Exercise details:
Wherever the word "green" occurs in the listing below, copy that whole line.

Source material:
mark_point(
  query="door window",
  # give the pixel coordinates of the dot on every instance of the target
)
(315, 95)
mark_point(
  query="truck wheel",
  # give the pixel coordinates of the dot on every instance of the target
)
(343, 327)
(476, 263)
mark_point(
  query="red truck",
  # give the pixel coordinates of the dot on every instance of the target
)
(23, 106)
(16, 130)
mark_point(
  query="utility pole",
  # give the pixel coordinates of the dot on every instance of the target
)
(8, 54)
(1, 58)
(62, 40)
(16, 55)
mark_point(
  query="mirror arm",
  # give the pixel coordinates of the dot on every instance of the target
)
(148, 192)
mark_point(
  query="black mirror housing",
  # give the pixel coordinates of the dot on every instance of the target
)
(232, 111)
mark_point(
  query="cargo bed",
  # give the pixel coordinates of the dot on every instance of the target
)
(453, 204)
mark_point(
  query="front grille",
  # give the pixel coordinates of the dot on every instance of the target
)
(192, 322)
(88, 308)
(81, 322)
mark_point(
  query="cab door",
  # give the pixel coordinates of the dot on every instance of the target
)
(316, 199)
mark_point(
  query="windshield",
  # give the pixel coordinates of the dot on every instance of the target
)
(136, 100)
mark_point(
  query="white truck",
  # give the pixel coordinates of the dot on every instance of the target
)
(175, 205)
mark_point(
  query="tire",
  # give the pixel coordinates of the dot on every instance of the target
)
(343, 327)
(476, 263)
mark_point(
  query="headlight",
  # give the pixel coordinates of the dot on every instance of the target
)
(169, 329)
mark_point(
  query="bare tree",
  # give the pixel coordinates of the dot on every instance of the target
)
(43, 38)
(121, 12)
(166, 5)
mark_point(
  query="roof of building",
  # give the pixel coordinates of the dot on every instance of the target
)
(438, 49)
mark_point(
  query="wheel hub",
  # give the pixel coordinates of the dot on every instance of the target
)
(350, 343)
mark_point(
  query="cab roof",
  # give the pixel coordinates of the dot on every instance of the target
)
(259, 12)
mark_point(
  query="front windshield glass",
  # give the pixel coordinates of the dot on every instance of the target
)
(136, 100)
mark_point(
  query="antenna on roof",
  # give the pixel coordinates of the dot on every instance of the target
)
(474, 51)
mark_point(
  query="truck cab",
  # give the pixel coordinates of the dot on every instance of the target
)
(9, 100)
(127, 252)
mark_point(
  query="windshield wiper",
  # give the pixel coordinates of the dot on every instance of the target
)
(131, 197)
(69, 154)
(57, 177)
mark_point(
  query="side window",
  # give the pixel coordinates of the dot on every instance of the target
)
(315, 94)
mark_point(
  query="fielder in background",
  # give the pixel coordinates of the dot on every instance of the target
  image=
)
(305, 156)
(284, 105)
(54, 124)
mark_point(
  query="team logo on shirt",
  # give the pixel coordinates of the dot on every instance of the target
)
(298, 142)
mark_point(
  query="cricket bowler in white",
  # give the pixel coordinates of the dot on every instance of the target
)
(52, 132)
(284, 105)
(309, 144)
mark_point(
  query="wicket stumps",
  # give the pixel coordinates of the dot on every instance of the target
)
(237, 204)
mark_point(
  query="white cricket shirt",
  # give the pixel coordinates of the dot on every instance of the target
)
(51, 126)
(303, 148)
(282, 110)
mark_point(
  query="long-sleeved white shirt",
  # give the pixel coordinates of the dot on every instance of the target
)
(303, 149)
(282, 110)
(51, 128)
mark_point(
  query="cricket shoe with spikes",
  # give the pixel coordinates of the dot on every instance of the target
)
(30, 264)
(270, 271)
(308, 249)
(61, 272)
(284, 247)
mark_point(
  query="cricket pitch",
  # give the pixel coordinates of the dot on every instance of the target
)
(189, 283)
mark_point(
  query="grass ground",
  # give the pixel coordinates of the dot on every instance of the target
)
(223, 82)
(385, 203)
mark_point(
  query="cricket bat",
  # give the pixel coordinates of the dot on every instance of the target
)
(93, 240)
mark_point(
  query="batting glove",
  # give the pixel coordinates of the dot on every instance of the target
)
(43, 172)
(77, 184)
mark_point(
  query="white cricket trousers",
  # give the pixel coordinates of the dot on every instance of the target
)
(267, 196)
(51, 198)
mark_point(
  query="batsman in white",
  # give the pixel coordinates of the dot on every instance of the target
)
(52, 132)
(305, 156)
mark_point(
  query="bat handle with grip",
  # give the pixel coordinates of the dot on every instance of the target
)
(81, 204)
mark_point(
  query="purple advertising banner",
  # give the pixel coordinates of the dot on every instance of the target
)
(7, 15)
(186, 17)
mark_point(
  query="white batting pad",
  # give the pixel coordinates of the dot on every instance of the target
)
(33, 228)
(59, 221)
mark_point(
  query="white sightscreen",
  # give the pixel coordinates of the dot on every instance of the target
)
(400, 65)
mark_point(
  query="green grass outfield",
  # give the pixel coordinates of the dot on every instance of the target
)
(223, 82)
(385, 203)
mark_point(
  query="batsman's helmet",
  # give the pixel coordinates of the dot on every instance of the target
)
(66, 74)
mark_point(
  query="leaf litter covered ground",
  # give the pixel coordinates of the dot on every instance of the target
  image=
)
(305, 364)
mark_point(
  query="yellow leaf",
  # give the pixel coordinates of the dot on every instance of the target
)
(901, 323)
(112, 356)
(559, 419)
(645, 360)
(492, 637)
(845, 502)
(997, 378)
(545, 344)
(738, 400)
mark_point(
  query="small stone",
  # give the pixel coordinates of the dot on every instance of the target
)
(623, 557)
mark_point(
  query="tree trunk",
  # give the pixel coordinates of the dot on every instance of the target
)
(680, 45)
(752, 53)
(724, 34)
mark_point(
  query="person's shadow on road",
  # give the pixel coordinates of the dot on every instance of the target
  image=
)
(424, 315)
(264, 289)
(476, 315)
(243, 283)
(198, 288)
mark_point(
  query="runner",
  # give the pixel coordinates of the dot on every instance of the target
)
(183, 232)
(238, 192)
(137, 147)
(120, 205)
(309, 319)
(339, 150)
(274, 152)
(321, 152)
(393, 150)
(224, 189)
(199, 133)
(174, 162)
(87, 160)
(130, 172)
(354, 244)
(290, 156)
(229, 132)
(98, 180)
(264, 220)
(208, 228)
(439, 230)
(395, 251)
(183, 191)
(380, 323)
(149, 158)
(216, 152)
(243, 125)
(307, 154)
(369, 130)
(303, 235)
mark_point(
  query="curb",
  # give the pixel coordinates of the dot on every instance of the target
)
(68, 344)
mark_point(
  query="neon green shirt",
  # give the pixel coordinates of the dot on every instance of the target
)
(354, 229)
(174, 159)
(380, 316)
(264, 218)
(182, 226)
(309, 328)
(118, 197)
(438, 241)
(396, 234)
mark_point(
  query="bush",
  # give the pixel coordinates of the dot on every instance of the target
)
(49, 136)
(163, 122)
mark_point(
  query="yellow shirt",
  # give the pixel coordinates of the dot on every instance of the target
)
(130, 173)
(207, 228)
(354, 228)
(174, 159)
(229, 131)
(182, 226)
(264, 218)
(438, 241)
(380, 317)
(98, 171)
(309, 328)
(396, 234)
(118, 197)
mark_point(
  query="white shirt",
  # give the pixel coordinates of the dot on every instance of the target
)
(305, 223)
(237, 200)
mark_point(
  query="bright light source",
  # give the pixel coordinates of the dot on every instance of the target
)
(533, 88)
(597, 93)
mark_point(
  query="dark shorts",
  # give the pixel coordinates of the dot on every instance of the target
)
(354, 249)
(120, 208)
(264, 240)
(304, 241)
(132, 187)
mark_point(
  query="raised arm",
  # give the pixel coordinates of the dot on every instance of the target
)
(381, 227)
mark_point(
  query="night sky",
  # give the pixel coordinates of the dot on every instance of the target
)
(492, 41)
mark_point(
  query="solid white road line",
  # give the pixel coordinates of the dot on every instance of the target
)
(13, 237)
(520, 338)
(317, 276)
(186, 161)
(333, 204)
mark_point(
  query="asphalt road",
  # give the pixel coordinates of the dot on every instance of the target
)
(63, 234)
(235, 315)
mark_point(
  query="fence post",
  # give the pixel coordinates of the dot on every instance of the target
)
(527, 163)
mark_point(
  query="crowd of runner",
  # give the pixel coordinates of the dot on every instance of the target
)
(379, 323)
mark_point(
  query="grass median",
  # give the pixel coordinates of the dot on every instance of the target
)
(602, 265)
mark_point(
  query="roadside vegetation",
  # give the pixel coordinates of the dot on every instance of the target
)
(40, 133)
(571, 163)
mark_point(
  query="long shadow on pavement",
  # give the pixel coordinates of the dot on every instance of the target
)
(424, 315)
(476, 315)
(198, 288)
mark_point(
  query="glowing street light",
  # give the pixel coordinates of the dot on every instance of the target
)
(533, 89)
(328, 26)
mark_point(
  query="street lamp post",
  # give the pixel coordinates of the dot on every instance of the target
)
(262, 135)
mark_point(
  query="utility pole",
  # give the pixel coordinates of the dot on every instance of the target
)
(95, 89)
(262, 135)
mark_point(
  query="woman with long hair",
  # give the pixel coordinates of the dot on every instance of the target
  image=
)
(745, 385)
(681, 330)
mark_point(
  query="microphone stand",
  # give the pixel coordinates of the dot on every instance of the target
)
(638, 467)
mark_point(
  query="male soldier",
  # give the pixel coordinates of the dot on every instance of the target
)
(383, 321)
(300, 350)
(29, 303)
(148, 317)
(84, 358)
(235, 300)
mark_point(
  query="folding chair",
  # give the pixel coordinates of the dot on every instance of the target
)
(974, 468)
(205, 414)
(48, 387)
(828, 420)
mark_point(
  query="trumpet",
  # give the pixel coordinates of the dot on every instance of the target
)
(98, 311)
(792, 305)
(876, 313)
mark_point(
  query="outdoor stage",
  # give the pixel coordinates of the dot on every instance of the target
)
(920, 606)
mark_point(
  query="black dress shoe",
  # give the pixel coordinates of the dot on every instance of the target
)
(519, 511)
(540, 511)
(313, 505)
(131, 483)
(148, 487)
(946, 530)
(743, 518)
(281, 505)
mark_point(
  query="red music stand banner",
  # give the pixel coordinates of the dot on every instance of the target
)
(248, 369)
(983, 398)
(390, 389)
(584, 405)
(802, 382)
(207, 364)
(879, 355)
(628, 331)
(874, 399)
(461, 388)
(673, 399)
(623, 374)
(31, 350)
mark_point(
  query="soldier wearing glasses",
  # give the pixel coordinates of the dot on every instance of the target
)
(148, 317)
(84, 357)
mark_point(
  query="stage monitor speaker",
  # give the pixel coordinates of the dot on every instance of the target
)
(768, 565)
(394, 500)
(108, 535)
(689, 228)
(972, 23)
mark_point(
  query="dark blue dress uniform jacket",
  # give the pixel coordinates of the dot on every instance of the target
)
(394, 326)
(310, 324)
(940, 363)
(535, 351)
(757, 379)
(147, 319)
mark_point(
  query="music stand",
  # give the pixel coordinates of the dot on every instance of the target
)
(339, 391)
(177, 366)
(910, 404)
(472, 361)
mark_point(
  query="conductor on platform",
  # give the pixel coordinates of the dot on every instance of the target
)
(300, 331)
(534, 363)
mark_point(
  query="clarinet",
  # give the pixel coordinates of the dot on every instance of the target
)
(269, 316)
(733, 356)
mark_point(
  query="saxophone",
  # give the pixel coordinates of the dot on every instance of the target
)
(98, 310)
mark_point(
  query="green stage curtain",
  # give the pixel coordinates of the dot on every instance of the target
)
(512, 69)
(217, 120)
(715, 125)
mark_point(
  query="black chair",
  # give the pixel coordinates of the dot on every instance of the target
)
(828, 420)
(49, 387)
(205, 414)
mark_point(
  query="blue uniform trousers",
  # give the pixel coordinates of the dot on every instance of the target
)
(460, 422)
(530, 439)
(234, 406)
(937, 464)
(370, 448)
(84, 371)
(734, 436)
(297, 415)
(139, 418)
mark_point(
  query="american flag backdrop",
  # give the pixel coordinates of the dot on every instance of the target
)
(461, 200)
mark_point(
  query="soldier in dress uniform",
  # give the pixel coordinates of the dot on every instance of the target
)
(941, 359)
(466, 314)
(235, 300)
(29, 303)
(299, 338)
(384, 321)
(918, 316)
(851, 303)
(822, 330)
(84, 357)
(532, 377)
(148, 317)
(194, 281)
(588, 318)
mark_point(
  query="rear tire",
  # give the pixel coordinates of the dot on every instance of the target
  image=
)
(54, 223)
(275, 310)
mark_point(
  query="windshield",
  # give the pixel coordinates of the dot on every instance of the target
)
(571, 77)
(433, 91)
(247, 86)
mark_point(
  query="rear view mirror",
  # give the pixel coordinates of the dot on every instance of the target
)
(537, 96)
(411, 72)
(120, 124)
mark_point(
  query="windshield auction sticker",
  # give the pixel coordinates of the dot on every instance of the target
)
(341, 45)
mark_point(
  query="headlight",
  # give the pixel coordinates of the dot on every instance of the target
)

Output of the exercise:
  query="green grass outfield",
  query="neon green shirt",
  query="green stage curtain",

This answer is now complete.